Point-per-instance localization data
^^^^

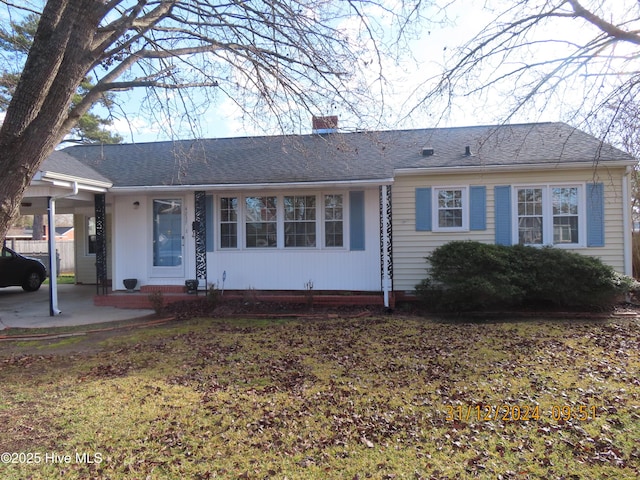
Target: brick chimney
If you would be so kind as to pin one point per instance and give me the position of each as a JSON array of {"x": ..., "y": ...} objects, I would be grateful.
[{"x": 324, "y": 125}]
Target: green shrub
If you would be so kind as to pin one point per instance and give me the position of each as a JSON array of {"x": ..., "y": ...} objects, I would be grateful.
[{"x": 467, "y": 275}]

^^^^

### Required action
Before duplicating the entries above, strip out the pictures and keep the rest exact.

### Response to the task
Target: brick chimney
If you would be so kind as to pin one point per instance and give me the position of each as a JSON array of {"x": ..., "y": ...} objects, I would be grateful.
[{"x": 324, "y": 125}]
Target: green shrub
If you would be so kind as to pin one point per instance and give me the position of each as a JSON array of {"x": ..., "y": ...} objects, I would be grateful.
[{"x": 467, "y": 275}]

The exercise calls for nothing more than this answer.